**文本节选:**
※
Path Hashing and SmartCuckoo

A Write-Friendly and Cache-Optimized Hashing Scheme for Non-Volatile Memory Systems

0x00 引言

非易失性内存(NVM)是现在的一个研究热点。对于现在存在的一些hash table的算法都不能很好的适应NVM的环境，其主要原因就是NVM写的成本相对来说比较高，而常规的设计会造成很多额外的写操作。这篇paper的主要目的就是减少额外的写操作，同时为cache优化。

0x01 基本思路

这篇paper使用的方法叫做Path hashing ，方法理解起来很简单，文章中的一段话加上一幅图即可：

  Storage cells in the path hashing are logically organized as an inverted complete binary tree. ... All nodes in the remaining levels are non-addressable and considered as the shared standby positions of the leaf nodes to deal with hash collisions. When hash collisions occur in a leaf node, the empty standby positions of the leaf node are used to store the conflicting items. Thus insertion and deletion requests in path hashing only need to probe the leaf node and its standby positions for finding an empty position or the target item, resulting in no extra writes.

基本思路就是出路原来位置槽的部分外，还有额外的共享的standby cells，这些cells使用了解决hash冲突的，同时又不造成额外的写操作。

path-hashing-arch

倒置的树形结构，除了最高的一层外，更高的层的standby cell是有多个slot共享的，越低共享的slot就越多。可想而知，越向下数量越少就节约了空间。如果都使用一样的节点数量，达到下面层的数据项是越来越少的，这样就会浪费空间。

Double-Path Hashing

一盒hash函数的情况下，每一个key可以放置的位置是L+1个(L是高度)，一个基本的思路使用2个hash函数，这样的话可选择的位置就增加了接近2倍。但是实际上这样的方法并不是很好，两个hash有可能有不少的重叠的地方。更加简单更加好的方法就是一个hash函数计算在前半部分的slot，一个计算在后半部分的slot。

Path Shortening

去除没有数据的level，消除了不必要的查询。

path-hasing-phy

算法

Path hashing的基本算法和普通的hash table没有区别，算法也简单直观，直接就直接给出paper中的描述就可以了: 插入，可以插入的位置都要考虑到。我们这里也发现了path hasing的一个缺点，没有rehash的逻辑。(个人认为这里有一个比较好的解决方法，不知道行不行得通).

pash-hasing-insert

其它的query，delete操作都比较简单，就不重复了。

缓存优化

简而言之，就是将一些”level”“压”到一起：

path-hashing-cache

简单有好玩的新思路，good idea。

0x02 评估

这里的具体信息可以参看[1],

SmartCuckoo: A Fast and Cost-Efficient Hashing Index Scheme for Cloud Storage Systems

0x10 引言

这篇Paper也是关于Hash Table设计上面的优化，这篇Paper和上面的Path Hashing来自同一个大学。SmartCuckoo关注的是在Cuckoo Hash中驱逐问题处理。SmartCuckoo通过分析Cuckoo Hash在Key驱逐时候可以构成的subgraph来知道选择更优的驱逐策略。
※
存储数据:
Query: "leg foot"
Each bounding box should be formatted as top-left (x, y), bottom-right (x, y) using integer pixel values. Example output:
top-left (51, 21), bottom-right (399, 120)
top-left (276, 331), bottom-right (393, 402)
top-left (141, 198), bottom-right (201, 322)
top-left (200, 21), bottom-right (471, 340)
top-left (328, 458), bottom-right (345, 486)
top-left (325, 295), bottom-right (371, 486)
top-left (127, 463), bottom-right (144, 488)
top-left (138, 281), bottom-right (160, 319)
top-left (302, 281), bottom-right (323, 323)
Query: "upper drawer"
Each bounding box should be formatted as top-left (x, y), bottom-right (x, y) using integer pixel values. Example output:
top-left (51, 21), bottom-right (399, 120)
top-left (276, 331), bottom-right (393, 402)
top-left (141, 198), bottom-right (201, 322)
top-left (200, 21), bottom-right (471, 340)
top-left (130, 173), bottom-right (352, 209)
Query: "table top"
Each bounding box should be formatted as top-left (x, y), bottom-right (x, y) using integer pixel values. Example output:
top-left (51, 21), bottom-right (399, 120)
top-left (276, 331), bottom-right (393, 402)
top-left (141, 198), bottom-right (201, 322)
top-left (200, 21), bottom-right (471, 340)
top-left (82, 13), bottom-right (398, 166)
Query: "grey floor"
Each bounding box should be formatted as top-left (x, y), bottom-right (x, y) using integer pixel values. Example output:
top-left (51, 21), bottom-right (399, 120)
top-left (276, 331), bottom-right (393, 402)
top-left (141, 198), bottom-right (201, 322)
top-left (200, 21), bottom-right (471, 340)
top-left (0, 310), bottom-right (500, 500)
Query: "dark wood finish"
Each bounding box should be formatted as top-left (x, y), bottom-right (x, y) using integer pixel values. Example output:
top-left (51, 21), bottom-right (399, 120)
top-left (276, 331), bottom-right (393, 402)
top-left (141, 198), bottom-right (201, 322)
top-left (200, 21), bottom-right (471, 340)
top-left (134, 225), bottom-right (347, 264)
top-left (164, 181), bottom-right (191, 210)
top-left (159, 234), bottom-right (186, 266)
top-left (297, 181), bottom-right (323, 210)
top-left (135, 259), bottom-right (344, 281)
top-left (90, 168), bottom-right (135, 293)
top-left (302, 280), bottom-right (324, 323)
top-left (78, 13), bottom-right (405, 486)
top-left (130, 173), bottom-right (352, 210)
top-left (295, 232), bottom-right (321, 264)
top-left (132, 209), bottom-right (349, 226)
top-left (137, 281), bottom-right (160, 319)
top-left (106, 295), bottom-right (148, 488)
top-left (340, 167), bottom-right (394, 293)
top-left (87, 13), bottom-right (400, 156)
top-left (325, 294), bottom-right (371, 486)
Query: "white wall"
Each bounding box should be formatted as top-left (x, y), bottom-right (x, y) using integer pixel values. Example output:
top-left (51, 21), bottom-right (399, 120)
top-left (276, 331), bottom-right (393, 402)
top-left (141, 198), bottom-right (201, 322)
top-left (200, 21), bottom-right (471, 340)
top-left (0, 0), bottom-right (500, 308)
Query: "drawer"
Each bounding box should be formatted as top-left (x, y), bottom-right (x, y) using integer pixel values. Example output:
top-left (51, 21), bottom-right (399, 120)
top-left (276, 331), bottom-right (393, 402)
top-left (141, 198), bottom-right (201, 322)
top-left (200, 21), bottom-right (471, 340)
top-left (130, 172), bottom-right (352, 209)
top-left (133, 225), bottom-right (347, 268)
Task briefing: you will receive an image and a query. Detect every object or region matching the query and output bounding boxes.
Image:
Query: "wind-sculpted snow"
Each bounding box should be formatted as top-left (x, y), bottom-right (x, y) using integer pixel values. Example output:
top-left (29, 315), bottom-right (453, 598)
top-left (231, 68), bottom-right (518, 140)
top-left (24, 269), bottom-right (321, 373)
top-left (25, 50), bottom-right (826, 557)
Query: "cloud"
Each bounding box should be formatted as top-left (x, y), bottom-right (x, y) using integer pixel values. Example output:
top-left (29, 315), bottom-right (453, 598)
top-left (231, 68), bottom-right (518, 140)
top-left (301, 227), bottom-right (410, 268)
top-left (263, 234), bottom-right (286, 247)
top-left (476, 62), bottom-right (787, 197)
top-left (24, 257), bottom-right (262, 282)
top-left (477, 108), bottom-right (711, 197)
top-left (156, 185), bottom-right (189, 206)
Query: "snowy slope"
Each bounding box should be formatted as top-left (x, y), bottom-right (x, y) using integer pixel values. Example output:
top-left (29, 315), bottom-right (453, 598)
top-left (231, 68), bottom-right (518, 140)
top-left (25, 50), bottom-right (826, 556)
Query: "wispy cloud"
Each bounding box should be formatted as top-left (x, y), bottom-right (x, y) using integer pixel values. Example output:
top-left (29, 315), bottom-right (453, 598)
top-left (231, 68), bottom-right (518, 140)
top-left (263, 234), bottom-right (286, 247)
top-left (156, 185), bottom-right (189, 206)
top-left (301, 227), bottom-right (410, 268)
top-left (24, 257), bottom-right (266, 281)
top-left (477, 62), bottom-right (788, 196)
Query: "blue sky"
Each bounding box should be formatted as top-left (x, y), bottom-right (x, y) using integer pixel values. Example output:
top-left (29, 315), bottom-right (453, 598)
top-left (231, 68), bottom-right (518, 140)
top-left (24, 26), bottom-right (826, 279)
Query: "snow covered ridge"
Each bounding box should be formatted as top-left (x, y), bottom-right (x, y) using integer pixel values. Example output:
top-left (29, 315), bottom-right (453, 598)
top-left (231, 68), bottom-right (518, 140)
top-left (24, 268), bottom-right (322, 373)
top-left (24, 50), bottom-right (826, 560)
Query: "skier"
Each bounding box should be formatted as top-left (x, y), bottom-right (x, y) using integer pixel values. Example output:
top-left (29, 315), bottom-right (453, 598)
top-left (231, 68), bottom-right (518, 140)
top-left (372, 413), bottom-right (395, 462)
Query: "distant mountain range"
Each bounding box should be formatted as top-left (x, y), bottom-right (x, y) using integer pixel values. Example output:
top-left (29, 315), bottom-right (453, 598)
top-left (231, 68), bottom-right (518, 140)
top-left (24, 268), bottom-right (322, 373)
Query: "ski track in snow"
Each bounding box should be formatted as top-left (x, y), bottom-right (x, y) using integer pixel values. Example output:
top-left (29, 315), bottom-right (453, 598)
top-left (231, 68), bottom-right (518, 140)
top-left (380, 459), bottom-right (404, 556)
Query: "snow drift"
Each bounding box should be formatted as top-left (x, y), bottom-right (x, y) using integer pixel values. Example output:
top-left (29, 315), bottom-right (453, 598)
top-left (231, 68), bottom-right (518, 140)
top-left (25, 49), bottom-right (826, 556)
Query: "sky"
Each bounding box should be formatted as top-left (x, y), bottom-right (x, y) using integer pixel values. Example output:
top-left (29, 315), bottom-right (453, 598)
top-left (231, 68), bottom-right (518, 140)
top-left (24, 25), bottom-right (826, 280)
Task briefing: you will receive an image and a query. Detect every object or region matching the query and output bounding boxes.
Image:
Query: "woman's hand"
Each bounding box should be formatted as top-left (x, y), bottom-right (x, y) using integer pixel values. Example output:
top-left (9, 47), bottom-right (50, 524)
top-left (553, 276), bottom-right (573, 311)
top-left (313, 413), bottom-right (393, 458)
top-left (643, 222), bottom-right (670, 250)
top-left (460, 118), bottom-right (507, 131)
※
**任务项 1:** 根据这段关于 Path Hashing 与 SmartCuckoo 的文本节选，path hashing 中的存储单元在逻辑上被组织成什么结构？
**任务项 2:** 从这段关于 Path Hashing 与 SmartCuckoo 的文本节选的最后一句之后接着续写。
上述条目与作答无关，无需参考。

**答案 1:** 倒置的完全二叉树（inverted complete binary tree）。

**答案 2:**
0x11 基本思路

在Cuckoo Hash中，如果一个Key可选的位置已经被其它的Key占据了，Cuckoo Hash就会讲其中的一些位置中的Key驱逐。这样的策略在大部分的时候都是很有用的，但是存在这样的一些问题，一个驱逐的时候可能导致级联的驱逐操作，而且操作的次数可能很多，另外一个就是驱动的位置之间可能形成环，这样实际上驱逐是不能成功的，这里一般的策略就是给驱逐指定一个最大的次数。如果超过了这个次数，就需要对其进行一些rehash的处理。而SmartCuckoo从这里出发，通过对驱逐的情况建立一个Graph，分析不同的情况，知道选择更加好的驱逐的策略。SmartCuckoo将一个subgroup里面每一个顶点有有且仅有一条出边的称之为maximal subgraph。这个的subgraph会存在一个环，而对应的就是no-maxinimal-subgraph，这样的subgraph不存在环。这里SmartCuckoo引入来cuckoo graph的概念，表示在一个Cuckoo Hash中驱逐可形成的graph。

smartcuckoo-subgraph

Paper中讨论的是使用两个hash函数的情况。在一个Key新添加到一个Cuckoo Hash中的时候，SmartCuckoo根据在这些subgraph形成的pseudoforest里面新增的顶点的数量分为三种情况，

New item insertions can be classified into three cases, i.e.,v+2,v+1,and v+0. As each item is represented as an edge in the pseudoforest, different placements of the item will increase the graph’s vertex count differently (by two, one, or zero)

而SmartCuckoo的设计就是根据这三种情况选择合适的添加策略，

v + 0，这里表示可选的两个都已经在pseudoforest中了，这里又细分为5中情况，如下面的图所示，
1. 如果都位于一个non-maxinal的subgraph中，直接使用驱逐策略。
2. 如果位于两个non-maxinal的subgraph中，使用驱逐策略之外还要将这两个subgraph合并。
3. 如果一个为non-maxinal，一个maxinal，选在一个non-maxinal的驱逐。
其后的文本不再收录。